## STATED EXERCISE
Could you extract every line of the records below, word for word and in order, leaving out the pictures?

## DATA SUPPLIED
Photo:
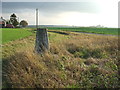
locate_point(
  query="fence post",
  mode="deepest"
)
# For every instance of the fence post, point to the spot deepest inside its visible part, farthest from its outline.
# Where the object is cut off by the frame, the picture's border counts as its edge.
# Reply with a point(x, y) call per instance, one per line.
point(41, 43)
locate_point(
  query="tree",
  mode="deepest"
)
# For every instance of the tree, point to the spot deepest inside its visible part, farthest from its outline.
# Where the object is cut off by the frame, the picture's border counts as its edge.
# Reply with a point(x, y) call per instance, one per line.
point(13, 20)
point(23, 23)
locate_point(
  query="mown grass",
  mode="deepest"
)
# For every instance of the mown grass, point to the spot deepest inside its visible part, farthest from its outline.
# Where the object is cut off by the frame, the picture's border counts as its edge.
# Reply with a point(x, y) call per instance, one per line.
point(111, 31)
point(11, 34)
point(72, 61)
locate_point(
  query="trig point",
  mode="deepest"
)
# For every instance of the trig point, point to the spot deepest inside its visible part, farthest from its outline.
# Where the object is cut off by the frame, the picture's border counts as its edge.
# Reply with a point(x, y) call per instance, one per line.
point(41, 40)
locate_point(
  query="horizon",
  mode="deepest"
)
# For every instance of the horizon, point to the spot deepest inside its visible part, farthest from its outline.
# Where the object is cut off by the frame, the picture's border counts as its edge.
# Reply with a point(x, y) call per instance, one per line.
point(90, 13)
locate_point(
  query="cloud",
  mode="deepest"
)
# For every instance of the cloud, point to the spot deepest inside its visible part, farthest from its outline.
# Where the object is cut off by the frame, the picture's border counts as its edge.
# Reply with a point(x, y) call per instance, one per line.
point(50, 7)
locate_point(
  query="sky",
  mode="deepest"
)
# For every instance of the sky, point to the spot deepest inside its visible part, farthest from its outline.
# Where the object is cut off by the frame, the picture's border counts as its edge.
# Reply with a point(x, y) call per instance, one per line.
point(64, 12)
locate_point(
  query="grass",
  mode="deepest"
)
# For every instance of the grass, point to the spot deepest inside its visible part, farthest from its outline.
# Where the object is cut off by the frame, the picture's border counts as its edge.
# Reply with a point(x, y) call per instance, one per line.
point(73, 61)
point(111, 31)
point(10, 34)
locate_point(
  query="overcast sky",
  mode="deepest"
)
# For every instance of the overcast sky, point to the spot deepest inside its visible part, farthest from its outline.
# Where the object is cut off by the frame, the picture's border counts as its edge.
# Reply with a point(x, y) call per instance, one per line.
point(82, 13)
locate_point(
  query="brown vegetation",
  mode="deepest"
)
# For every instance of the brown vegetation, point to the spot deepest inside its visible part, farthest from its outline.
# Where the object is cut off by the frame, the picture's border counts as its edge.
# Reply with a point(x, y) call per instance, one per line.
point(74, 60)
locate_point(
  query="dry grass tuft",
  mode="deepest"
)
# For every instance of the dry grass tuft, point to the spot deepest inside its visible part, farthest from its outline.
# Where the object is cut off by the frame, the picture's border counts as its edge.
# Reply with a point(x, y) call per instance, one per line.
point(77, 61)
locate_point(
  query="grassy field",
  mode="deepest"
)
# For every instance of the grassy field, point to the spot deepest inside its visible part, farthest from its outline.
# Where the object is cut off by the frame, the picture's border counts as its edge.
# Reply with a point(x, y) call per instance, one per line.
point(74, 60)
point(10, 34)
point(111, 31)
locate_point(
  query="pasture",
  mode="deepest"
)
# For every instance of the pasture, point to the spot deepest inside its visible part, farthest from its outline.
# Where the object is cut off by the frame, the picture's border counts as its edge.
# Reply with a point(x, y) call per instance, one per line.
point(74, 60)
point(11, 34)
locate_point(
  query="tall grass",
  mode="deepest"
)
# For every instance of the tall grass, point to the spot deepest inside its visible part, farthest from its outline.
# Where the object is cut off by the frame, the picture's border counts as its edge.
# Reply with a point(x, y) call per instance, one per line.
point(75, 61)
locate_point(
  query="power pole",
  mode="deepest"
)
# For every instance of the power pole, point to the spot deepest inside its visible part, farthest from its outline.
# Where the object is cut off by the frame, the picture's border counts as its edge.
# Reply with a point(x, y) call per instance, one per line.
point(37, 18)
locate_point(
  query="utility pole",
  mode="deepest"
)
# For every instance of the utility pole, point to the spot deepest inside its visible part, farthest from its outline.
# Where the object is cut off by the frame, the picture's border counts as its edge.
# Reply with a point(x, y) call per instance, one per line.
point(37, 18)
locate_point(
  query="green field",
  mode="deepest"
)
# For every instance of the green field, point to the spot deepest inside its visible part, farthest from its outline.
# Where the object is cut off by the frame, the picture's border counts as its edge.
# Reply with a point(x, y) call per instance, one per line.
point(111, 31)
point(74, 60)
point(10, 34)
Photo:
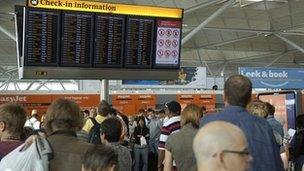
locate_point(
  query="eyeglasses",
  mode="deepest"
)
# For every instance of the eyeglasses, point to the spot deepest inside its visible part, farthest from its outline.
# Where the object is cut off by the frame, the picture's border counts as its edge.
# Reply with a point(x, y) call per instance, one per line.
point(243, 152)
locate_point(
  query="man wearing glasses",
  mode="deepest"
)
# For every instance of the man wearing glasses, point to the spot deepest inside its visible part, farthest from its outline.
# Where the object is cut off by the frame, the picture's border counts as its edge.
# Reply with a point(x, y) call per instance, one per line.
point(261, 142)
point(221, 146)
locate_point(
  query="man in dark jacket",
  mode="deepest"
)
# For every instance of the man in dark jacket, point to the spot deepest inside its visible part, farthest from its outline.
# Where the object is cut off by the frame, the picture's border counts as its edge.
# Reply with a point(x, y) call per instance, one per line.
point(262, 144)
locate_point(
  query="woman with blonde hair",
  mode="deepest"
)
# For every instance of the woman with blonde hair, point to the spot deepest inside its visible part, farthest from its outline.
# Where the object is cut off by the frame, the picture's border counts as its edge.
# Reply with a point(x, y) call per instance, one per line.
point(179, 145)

## TASK RESULT
Photo:
locate_point(
  query="fence post",
  mode="deepest"
)
# For every instance of the fence post, point to the spot deepest inside its visible part, farthest from its outline.
# Where the object is cut off by the frame, the picture's border counts as its edge.
# Reply with a point(x, y) call per instance, one per line.
point(41, 43)
locate_point(
  query="tree",
  mode="deepest"
)
# For every instance of the tree, point to the spot deepest inside its visible part, farthest from its outline.
# Where the object is cut off by the frame, the picture's border counts as its edge.
# Reply with a point(x, y) call per instance, one per line.
point(13, 20)
point(23, 23)
locate_point(
  query="mown grass",
  mode="deepest"
)
# For every instance of the mown grass, point to the spot deepest inside its visible part, farthest from its outline.
# Where the object is cut off by the frame, the picture's border counts as its edge.
# Reply with a point(x, y) call per instance, one per line.
point(111, 31)
point(11, 34)
point(72, 61)
locate_point(
  query="trig point",
  mode="deepest"
)
# For every instance of the trig point, point to the spot deepest inside its visible part, farthest from its outline.
# Where the object is cut off by the frame, the picture's border counts as its edge.
# Reply with a point(x, y) call per instance, one per line.
point(41, 40)
locate_point(
  query="horizon",
  mode="deepest"
)
# For every instance of the horizon, point to the spot deepest inside its visible part, farthest from its outline.
# Where the object is cut off by the frame, the picture's border counts as its edge.
# Reply with a point(x, y) call per instance, one per line.
point(90, 13)
locate_point(
  query="cloud",
  mode="deepest"
)
# For every instance of the cloud, point to the spot deepest inside its visible part, farthest from its outline.
# Where the object is cut off by the frame, the picture's border counts as its edge.
# Reply with a point(x, y) call per instance, one per line.
point(50, 7)
locate_point(
  query="sky",
  mode="deepest"
)
# For every instance of the sky, point to the spot deepest inside its visible part, farthest from its outline.
# Where the object is cut off by the frame, the picture's border counts as its edge.
# Reply with a point(x, y) call per instance, one per line.
point(64, 12)
locate_point(
  query="grass",
  mode="deepest"
)
# For every instance of the grass, point to the spot deepest inside its visible part, farthest from its outline.
# Where the object is cut off by the frame, the picture's border counts as its edge.
# Reply with a point(x, y) call per instance, one per line.
point(73, 61)
point(111, 31)
point(10, 34)
locate_point(
  query="overcast sky",
  mode="deepest"
)
# For every instance of the overcast sky, point to the spot deepest inside its visible part, farthest from its outline.
# Where the object is cut off by the frame, the picture's border counts as its edge.
# Reply with a point(x, y) call per instance, one per line.
point(82, 13)
locate_point(
  query="brown vegetation",
  mode="deepest"
)
# For every instance of the brown vegetation, point to the spot deepest inside its visible part, farthest from its outline.
# Where the object is cut off by the frame, the picture's border counts as its edge.
# Reply with a point(x, y) call per instance, one per line.
point(74, 60)
locate_point(
  query="dry grass tuft",
  mode="deepest"
)
# For every instance of the dry grass tuft, point to the spot deepest inside its visible part, farthest from its outline.
# Where the object is cut off by the frame, the picture's border counts as its edge.
# Reply with a point(x, y) call per instance, one per line.
point(77, 61)
locate_point(
  query="grassy field",
  mode="deepest"
)
# For every instance of the grassy field, point to the spot deepest inside its visible part, farthest from its outline.
# Where the object is cut off by the frame, the picture's border counts as its edge.
# Reply with a point(x, y) call per instance, one per line.
point(74, 60)
point(10, 34)
point(111, 31)
locate_point(
  query="pasture",
  mode="deepest"
)
# For every instance of the pasture, point to the spot deepest inside its visible part, farthest from its outline.
# Where the object is cut off by the frame, the picture's border counts as its edge.
# Reply with a point(x, y) call per instance, one per line.
point(74, 60)
point(11, 34)
locate_point(
  query="tall grass",
  mode="deepest"
)
# For every instance of the tall grass, point to the spot deepest inside its visible part, farthest from its outline.
# Where the object is cut off by the frame, the picture's border counts as its edge.
# Reply with a point(x, y) call per instance, one per line.
point(75, 61)
locate_point(
  query="power pole",
  mode="deepest"
)
# For every instance of the power pole, point to the spot deepest inside its visible part, farthest from its outline.
# Where the object is cut off by the frame, the picture's border counts as its edge.
# Reply with a point(x, y) call per instance, one per line.
point(37, 18)
locate_point(
  query="utility pole",
  mode="deepest"
)
# For every instance of the utility pole, point to the spot deepest inside its visible part, farthest from its outline.
# Where the object is cut off by the frame, the picture's border counts as its edge.
# Reply with a point(x, y) call per instance, one per line.
point(37, 18)
locate_point(
  query="green field",
  mode="deepest"
)
# For every instance of the green field, point to the spot deepest inside its visible part, farthest from its outline.
# Where the object is cut off by the frame, the picture's border counts as its edge.
# Reply with a point(x, y) call per instance, one per line.
point(111, 31)
point(74, 60)
point(10, 34)
Photo:
locate_point(
  query="eyeglasses",
  mode="deepest"
)
# For every instance of the eyeglasses, point to the spot deepest inside its visible part, farthest from its outline.
# Where the object is cut off by the frame, the picture's border counts as its edge.
# Reply with a point(x, y) call per instance, one per line.
point(243, 152)
locate_point(
  query="man wearing glasses",
  mode="deepest"
)
# For every instance of the man wearing glasses, point to the spot deepest inside its visible part, farthest from its outline.
# Where the object is cut off by the frame, the picture's border counts as its edge.
# Reply with a point(x, y) call per instance, one per line.
point(261, 142)
point(221, 146)
locate_point(
  query="man in dark jacket",
  mode="deepest"
)
# For every instance of the man in dark jacket, point to the spot deepest inside its visible part, farthest from its outline.
# Where the object is cut off by the frame, the picture's border counts as its edge.
# Reply with a point(x, y) call per instance, one per line.
point(262, 144)
locate_point(
  query="woman with blonde hair",
  mode="deepest"
)
# For every instance of the woman with blonde hair, point to the spot deepest inside its visible part, farthest from its outline.
# Where the object is cut off by the frame, the picture's border counts as its edge.
# Reply with a point(x, y) call per instance, one per line.
point(179, 145)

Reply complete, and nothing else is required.